[Records]
>> begin
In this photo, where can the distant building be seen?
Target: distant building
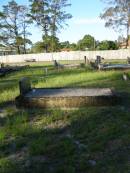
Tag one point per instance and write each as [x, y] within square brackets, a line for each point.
[123, 45]
[6, 51]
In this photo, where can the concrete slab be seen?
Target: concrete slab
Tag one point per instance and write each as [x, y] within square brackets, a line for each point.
[68, 97]
[68, 92]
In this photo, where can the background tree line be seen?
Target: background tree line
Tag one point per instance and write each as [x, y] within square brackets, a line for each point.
[15, 20]
[51, 16]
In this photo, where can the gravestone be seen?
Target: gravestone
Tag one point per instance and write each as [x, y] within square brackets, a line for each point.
[98, 60]
[128, 60]
[85, 59]
[2, 65]
[24, 86]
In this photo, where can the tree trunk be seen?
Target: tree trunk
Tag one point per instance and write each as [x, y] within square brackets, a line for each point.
[127, 40]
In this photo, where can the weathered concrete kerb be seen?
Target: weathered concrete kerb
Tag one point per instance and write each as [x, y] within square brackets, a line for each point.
[64, 97]
[66, 56]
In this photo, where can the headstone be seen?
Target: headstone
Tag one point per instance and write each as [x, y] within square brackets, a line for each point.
[98, 60]
[24, 85]
[85, 59]
[55, 63]
[2, 65]
[45, 71]
[128, 60]
[125, 76]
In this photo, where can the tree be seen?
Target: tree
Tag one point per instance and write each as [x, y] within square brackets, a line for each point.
[51, 42]
[107, 45]
[50, 15]
[88, 42]
[117, 15]
[39, 12]
[11, 19]
[25, 23]
[58, 15]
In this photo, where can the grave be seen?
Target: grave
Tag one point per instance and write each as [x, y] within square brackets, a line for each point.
[64, 97]
[61, 66]
[6, 69]
[114, 67]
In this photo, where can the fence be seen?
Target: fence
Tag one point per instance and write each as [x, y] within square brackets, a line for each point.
[75, 55]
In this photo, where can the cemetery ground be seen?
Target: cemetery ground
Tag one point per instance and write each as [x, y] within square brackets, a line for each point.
[81, 140]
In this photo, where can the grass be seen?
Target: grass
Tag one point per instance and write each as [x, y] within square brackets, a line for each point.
[91, 139]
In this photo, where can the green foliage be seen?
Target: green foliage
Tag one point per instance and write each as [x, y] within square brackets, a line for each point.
[107, 45]
[117, 15]
[14, 32]
[49, 44]
[95, 139]
[88, 42]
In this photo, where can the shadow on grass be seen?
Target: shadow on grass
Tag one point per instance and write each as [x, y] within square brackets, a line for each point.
[70, 141]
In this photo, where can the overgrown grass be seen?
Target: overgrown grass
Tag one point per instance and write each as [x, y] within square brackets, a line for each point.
[92, 139]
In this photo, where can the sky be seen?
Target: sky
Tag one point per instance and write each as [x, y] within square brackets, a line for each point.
[85, 20]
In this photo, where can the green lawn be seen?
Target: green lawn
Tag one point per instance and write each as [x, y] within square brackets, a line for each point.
[85, 140]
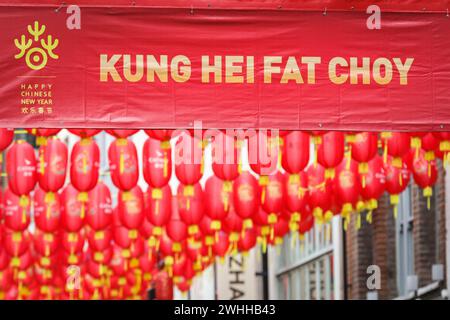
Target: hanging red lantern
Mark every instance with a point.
(233, 226)
(122, 133)
(51, 173)
(17, 214)
(123, 164)
(176, 229)
(225, 157)
(221, 245)
(425, 174)
(72, 213)
(296, 196)
(159, 207)
(281, 228)
(99, 240)
(295, 151)
(263, 152)
(247, 240)
(306, 223)
(84, 168)
(217, 201)
(190, 206)
(42, 135)
(375, 184)
(347, 186)
(246, 197)
(85, 133)
(21, 169)
(45, 243)
(131, 209)
(73, 244)
(272, 195)
(397, 180)
(444, 145)
(320, 190)
(160, 134)
(189, 159)
(429, 144)
(157, 162)
(396, 145)
(331, 152)
(99, 213)
(6, 137)
(363, 148)
(46, 214)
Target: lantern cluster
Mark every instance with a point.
(66, 233)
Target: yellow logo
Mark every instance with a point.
(36, 50)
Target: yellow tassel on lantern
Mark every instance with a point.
(24, 202)
(193, 229)
(394, 201)
(263, 182)
(329, 173)
(428, 193)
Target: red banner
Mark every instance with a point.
(161, 67)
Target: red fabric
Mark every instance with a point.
(80, 99)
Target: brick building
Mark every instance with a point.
(403, 247)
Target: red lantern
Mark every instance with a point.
(52, 166)
(43, 134)
(217, 201)
(296, 196)
(123, 164)
(263, 151)
(122, 133)
(99, 240)
(306, 223)
(131, 209)
(281, 228)
(320, 190)
(295, 152)
(364, 147)
(397, 180)
(189, 159)
(84, 168)
(425, 175)
(159, 207)
(395, 144)
(374, 185)
(221, 245)
(429, 144)
(331, 152)
(347, 186)
(176, 228)
(190, 206)
(99, 213)
(246, 197)
(85, 133)
(46, 213)
(6, 137)
(247, 240)
(272, 196)
(21, 169)
(17, 214)
(160, 134)
(225, 157)
(72, 213)
(157, 162)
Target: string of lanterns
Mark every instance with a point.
(117, 250)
>> end
◆ PROBLEM DESCRIPTION ◆
Retype all the records shown above, character for character. Omit every picture.

◆ EXERCISE SOLUTION ◆
In this photo, where can the distant building be seen?
Target: distant building
Tag one point per instance and write each as [x, y] within square brackets, a line for each point.
[123, 45]
[6, 51]
In this photo, where can the concrete slab be seen?
Target: concrete slab
Tag one point per instance and write each as [x, y] within square brackets, a line for each point.
[68, 97]
[68, 92]
In this photo, where can the background tree line be seen?
Target: background tree line
Tag one point per instance and write each as [x, y] within square brackets, a line for each point.
[15, 20]
[51, 16]
In this photo, where can the gravestone be seen?
Target: gravestone
Tag one point per instance and write each as [x, y] within square brackets, a line for each point.
[98, 60]
[128, 60]
[85, 59]
[2, 65]
[24, 86]
In this photo, where can the tree trunk be seen?
Target: tree trunk
Tag one point per instance and write each as [x, y] within square brackets, a line for each point.
[127, 40]
In this photo, where can the weathered concrete kerb be seen?
Target: weathered concrete kerb
Tag one point per instance and write each as [x, y] within square brackets, a line for each point.
[64, 97]
[66, 56]
In this photo, where can the headstone be seen?
Target: headstone
Tag one point per instance and write each as [x, y] within square brackets, a line for each point.
[98, 60]
[24, 85]
[85, 59]
[55, 63]
[2, 65]
[45, 71]
[128, 60]
[125, 76]
In this photo, where can the tree be seen?
Target: tree
Tag one point per instance and write each as [x, y] within square brackets, a line for each point.
[51, 42]
[107, 45]
[50, 15]
[88, 42]
[117, 15]
[39, 12]
[11, 19]
[25, 23]
[58, 15]
In this photo, where can the grave be seen?
Target: grave
Tag one point per instance and write each as [x, y] within square brackets, a line for each point.
[64, 97]
[61, 66]
[6, 69]
[114, 67]
In this photo, where can the fence be seen?
Target: fence
Tag one point per instance and write each as [x, y] within square brackets, a line for each point.
[75, 55]
In this photo, where can the cemetery ground be seen?
Target: cemetery ground
Tag one point per instance and write each as [x, y] within square brackets, a line for each point.
[81, 140]
In this photo, where can the grass be seen?
Target: grass
Tag one point per instance and write each as [x, y] within square brackets, a line for each point.
[91, 139]
In this photo, where can the green foliage be seen?
Target: green foliage
Tag one point per instance and write each as [x, y] within square brackets, a line for each point.
[107, 45]
[117, 15]
[14, 32]
[49, 44]
[95, 139]
[88, 42]
In this photo, where can the shadow on grass be seen?
Target: shadow on grass
Tag one point per instance and write each as [x, y] within square brackets, a line for each point.
[70, 141]
In this photo, where can the overgrown grass be seen?
Target: overgrown grass
Tag one point per instance and write each as [x, y] within square brackets, a line for each point.
[92, 139]
In this photo, where can the sky be seen?
Target: sky
Tag one point per instance and write each as [x, y] within square brackets, a line for each point.
[85, 20]
In this photo, where can the green lawn be seen?
Target: green lawn
Tag one point per instance and write each as [x, y] within square brackets, a line for each point.
[85, 140]
Target: hanging red lantern
Mark every instance with a point.
(233, 226)
(122, 133)
(51, 173)
(17, 214)
(123, 164)
(176, 229)
(225, 157)
(221, 245)
(425, 174)
(72, 213)
(296, 196)
(159, 207)
(281, 228)
(99, 240)
(295, 151)
(263, 152)
(247, 240)
(306, 223)
(84, 168)
(217, 201)
(190, 206)
(42, 135)
(375, 184)
(347, 186)
(246, 197)
(85, 133)
(21, 169)
(45, 243)
(131, 209)
(73, 244)
(272, 195)
(397, 180)
(444, 145)
(320, 190)
(160, 134)
(189, 159)
(429, 144)
(157, 162)
(396, 145)
(331, 152)
(99, 213)
(6, 137)
(363, 148)
(46, 214)
Target: lantern cluster
Mark every instance with a point.
(66, 233)
Target: yellow logo
Mark every instance with a point.
(36, 50)
Target: yellow tassel on lantern
Mark every instance with a point.
(24, 202)
(193, 229)
(394, 201)
(263, 182)
(329, 173)
(428, 193)
Target: red banner
Mark every instance with a point.
(161, 67)
Target: red fabric
Mark every instance with a point.
(80, 99)
Target: brick building
Mark every instance with a point.
(403, 247)
Target: red lantern
Mark every instance with a point.
(52, 166)
(43, 134)
(217, 201)
(296, 196)
(123, 164)
(263, 151)
(122, 133)
(99, 240)
(306, 223)
(131, 209)
(281, 228)
(320, 190)
(295, 152)
(364, 147)
(397, 180)
(189, 159)
(84, 168)
(425, 175)
(159, 207)
(395, 144)
(374, 185)
(221, 245)
(429, 144)
(331, 152)
(347, 186)
(176, 228)
(190, 206)
(99, 213)
(246, 197)
(85, 133)
(46, 213)
(6, 137)
(247, 240)
(272, 196)
(21, 169)
(17, 214)
(160, 134)
(225, 157)
(72, 213)
(157, 162)
Target: string of lanterns
Mark every instance with a point.
(117, 250)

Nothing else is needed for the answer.